▶ [Work required]: Based on the jurisdiction and venue section below, explain in one to three sentences why it questions whether OMB's approval of EPA's request for a control number under the Paperwork Reduction Act was in accordance with law.
(Document extract begins)
JURISDICTION AND VENUE

13. This Court possesses federal question jurisdiction under 28 U.S.C. § 1331. The disputed questions of federal law include, but are not limited to, the following:

  1. Whether the present ICR approval is valid, and whether EPA and OMB have otherwise complied with the procedural requirements of the Paperwork Reduction Act in connection with the ICR as it pertains to the new TRI reporting requirements for the new category of dioxin and dioxin-like compounds?

  2. Whether OMB’s approval of EPA’s request for a control number under the Paperwork Reduction Act was in accordance with law, in light of the fact that EPA did not submit a complete clearance package and had not in other respects complied with the procedural prerequisites to OMB review?

  3. Whether EPA has considered the correct relevant factors established by law in setting a reporting threshold for dioxins and dioxin-like compounds?
(Document extract ends)
(Supplied data begins)
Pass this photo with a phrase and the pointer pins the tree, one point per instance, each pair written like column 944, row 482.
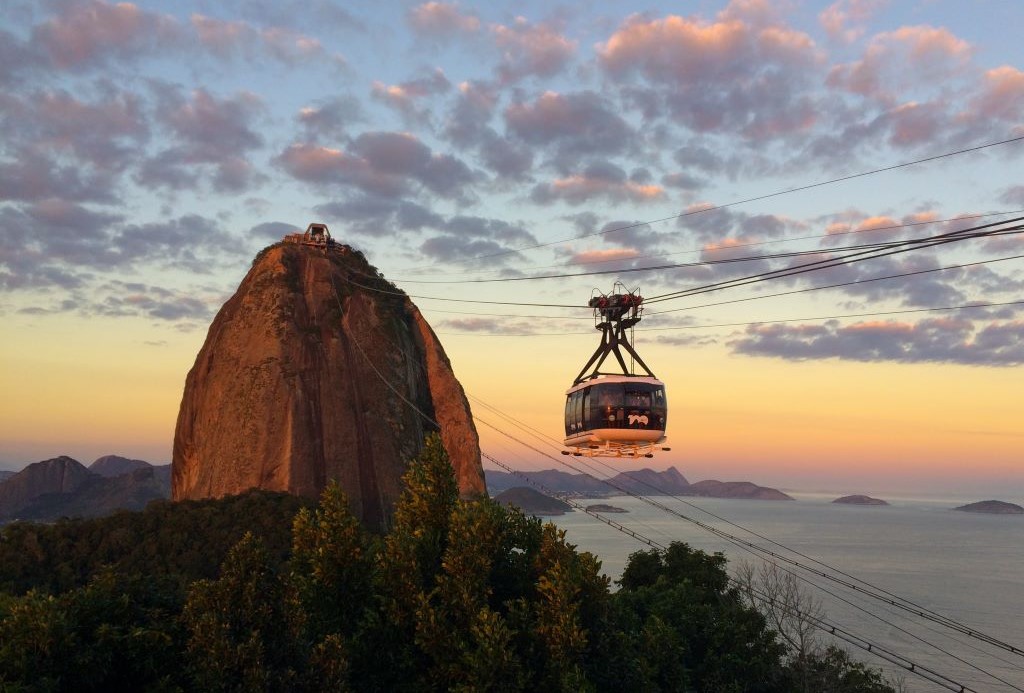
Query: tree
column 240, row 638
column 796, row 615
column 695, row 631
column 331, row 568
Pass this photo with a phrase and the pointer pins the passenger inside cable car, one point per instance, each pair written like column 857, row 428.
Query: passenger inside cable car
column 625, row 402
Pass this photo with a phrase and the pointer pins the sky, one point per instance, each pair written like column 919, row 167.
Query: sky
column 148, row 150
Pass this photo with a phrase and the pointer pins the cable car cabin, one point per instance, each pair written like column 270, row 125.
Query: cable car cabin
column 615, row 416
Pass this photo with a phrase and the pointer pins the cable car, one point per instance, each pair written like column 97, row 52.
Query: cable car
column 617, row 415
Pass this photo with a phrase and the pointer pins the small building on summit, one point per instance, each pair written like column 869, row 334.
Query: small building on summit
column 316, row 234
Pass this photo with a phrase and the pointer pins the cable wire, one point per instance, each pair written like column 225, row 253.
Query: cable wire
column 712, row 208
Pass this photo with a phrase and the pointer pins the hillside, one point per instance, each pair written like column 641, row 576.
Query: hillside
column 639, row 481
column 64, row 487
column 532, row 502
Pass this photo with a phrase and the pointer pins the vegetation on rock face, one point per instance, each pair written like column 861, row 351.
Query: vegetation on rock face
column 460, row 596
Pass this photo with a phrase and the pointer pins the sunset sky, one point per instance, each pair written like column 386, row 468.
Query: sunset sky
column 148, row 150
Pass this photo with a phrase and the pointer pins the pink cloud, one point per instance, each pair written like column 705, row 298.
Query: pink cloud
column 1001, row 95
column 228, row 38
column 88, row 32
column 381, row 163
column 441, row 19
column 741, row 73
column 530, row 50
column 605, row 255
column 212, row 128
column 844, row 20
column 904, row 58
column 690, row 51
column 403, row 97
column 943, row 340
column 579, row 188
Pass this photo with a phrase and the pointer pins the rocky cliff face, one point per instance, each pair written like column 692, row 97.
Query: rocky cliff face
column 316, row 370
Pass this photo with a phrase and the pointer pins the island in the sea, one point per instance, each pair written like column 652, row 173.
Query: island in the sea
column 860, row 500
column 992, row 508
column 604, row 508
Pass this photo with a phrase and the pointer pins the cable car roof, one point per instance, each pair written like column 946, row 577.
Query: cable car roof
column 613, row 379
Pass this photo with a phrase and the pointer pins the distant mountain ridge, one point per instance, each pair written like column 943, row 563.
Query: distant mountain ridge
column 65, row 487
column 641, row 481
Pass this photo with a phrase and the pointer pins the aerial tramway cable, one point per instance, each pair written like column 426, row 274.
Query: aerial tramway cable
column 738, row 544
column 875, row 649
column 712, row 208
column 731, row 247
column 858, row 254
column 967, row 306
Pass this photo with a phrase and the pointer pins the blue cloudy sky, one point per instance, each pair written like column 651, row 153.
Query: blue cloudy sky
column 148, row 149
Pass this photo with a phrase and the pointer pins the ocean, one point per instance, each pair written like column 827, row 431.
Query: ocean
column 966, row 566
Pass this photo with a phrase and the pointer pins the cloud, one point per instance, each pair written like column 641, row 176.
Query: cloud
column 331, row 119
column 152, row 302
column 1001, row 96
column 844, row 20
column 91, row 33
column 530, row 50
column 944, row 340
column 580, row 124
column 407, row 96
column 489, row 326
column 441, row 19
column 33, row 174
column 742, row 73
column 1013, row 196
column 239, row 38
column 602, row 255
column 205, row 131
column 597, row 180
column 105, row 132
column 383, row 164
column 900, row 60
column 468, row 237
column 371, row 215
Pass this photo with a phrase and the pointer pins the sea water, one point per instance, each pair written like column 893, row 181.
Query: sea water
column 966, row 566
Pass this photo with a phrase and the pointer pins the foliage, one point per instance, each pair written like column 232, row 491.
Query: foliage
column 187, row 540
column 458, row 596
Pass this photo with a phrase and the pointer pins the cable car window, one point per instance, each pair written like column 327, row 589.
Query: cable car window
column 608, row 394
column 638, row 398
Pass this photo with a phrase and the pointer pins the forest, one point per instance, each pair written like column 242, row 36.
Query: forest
(Supplied data ends)
▶ [Answer area]: It raises this question because EPA did not submit a complete clearance package. EPA also had not met the other procedural prerequisites to OMB review.